=== Document excerpt ===
Meanwhile, Buddhist masters teach that donating an organ gives another person the chance to live longer and practice dharma, the universal law and order, more meaningfully; they also dismiss misunderstandings of the type “if you donate an eye, you’ll be born without an eye in the next birth.” And Christian teachings emphasize the values of love, compassion, and selflessness, all compatible with organ donation, eye donation notwithstanding; besides, those that will have a house in heaven, will get a whole new body without imperfections and limitations.
The explanation for people’s resistance may lie in what Deepak Sarma, a professor of Indian religions and philosophy at Case Western Reserve University in Cleveland, calls “street interpretation” of religious or spiritual dogmas. Consider the mechanism of karma, which is about the causal relation between previous and current actions. “Maybe some Hindus believe there is karma in the eyes and, if the eye gets transplanted into another person, they will have to have that karmic card from now on,” Sarma said. “Even if there is peculiar karma due to an untimely death–which might be interpreted by some as bad karma–then you have the karma of the recipient, which is tremendously good karma, because they have access to these body parts, a tremendous gift,” Sarma said. The overall accumulation is that of good karma: “It’s a beautiful kind of balance,” Sarma said.
For the Jews, Christians, and Muslims who believe in the physical resurrection of the body that will be made new in an afterlife, the already existing body is sacred since it will be the basis of a new refashioned body in an afterlife.---Omar Sultan Haque.
With that said, Sarma believes it is a fallacy to personify or anthropomorphize the eye, which doesn’t have a soul, and stresses that the karma attaches itself to the soul and not the body parts. But for scholars like Omar Sultan Haque—a psychiatrist and social scientist at Harvard Medical School, investigating questions across global health, anthropology, social psychology, and bioethics—the hierarchy of sacredness of body parts is entrenched in human psychology. You cannot equate the pinky toe with the face, he explained.

Saved entries
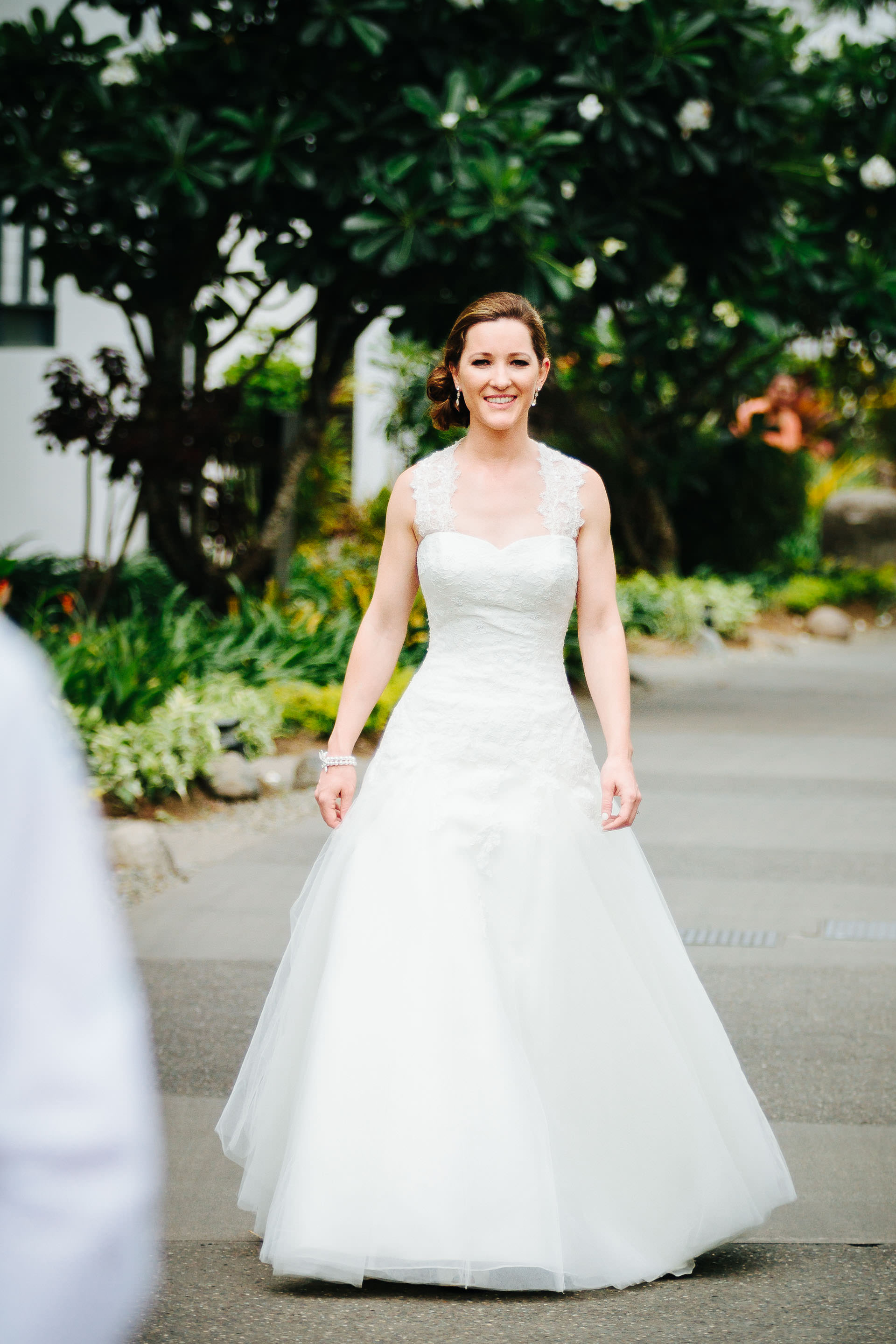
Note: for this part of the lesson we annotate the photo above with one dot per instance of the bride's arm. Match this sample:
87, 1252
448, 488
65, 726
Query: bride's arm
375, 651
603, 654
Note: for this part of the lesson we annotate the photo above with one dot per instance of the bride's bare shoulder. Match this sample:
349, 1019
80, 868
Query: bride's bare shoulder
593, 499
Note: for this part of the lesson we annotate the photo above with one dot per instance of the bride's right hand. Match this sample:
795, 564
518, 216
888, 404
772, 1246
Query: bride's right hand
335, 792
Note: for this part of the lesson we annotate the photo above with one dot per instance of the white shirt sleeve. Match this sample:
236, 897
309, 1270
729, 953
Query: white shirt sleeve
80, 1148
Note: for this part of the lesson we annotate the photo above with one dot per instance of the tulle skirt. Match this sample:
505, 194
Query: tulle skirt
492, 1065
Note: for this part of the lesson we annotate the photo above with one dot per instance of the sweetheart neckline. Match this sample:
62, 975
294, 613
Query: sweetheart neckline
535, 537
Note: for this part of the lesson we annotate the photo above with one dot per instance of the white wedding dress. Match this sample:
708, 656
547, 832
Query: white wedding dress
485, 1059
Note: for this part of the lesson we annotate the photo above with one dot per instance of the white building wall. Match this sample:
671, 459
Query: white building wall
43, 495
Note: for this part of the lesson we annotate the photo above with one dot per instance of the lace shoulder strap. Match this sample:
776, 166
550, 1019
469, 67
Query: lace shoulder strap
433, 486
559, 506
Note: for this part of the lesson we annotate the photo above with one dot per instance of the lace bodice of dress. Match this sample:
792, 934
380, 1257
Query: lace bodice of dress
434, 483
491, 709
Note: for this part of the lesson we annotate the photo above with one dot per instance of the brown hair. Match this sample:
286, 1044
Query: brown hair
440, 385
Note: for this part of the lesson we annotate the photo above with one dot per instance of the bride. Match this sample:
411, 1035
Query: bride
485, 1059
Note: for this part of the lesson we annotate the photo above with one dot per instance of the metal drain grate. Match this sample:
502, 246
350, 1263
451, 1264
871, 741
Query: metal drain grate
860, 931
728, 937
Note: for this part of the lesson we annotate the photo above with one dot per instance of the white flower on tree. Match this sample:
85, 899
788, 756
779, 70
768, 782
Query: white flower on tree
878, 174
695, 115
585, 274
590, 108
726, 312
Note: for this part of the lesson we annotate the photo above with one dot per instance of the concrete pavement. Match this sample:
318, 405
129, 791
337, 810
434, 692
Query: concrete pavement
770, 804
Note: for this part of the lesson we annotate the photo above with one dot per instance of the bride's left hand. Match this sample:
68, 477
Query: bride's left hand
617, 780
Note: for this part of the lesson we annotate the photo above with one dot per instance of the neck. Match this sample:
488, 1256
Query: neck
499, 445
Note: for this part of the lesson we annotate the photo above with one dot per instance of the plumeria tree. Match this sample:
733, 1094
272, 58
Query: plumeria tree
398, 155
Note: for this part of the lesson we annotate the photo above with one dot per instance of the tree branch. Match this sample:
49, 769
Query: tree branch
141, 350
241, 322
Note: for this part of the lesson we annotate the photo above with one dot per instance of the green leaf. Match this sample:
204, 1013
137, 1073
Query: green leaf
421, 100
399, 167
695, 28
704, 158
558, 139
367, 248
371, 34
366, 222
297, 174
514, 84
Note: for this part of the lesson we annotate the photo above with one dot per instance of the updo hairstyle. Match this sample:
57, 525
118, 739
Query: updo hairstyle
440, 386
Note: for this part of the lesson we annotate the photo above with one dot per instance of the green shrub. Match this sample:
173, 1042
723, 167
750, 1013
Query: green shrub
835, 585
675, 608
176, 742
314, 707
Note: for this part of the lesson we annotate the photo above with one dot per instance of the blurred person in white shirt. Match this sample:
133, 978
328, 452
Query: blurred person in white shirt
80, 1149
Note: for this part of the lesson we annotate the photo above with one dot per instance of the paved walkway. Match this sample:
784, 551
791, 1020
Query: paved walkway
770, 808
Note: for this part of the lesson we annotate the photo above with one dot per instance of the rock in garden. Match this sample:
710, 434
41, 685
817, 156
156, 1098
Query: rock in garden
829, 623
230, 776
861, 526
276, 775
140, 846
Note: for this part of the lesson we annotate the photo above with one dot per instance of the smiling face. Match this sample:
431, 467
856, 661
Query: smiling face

=== Exercise set ===
• A. List the fields across which the passage on religion and organ donation says Omar Sultan Haque investigates questions.
• B. Extend the passage on religion and organ donation, starting right after its final sentence.
These entries have no connection to the passage on religion and organ donation.

=== Outputs in order ===
• A. Global health, anthropology, social psychology, and bioethics.

• B.
“The eyes are the window to the soul,” Haque said. “People have a hierarchy of body parts that are considered more sacred or essential to the self or soul, such as the eyes, face, and brain.” In his view, the techno-utopian transhumanist communities (especially those in Silicon Valley) have reduced the totality of a person to a mere material object, a “wet robot” that knows no sacredness or hierarchy of human body parts. “But for the Jews, Christians, and Muslims who believe in the physical resurrection of the body that will be made new in an afterlife, the [already existing] body is sacred since it will be the basis of a new refashioned body in an afterlife,” Haque said. “You cannot treat the body like any old material artifact, or old chair or ragged cloth, just because materialistic, secular ideologies want so,” he continued.
For Cosma and her peers, however, the very definition of what is alive or not is a bit semantic. “As soon as we die, the electrophysiological activity in the eye stops,” she said. “The goal of the project is to restore this activity as soon as possible before the highly complex tissue of the eye starts degrading.” Cosma’s group doesn’t yet know when they will be able to keep the eyes alive and well in the ECaBox, but the consensus is that the sooner the better. Hopefully, the taboos and fears around the eye donations will dissipate around the same time.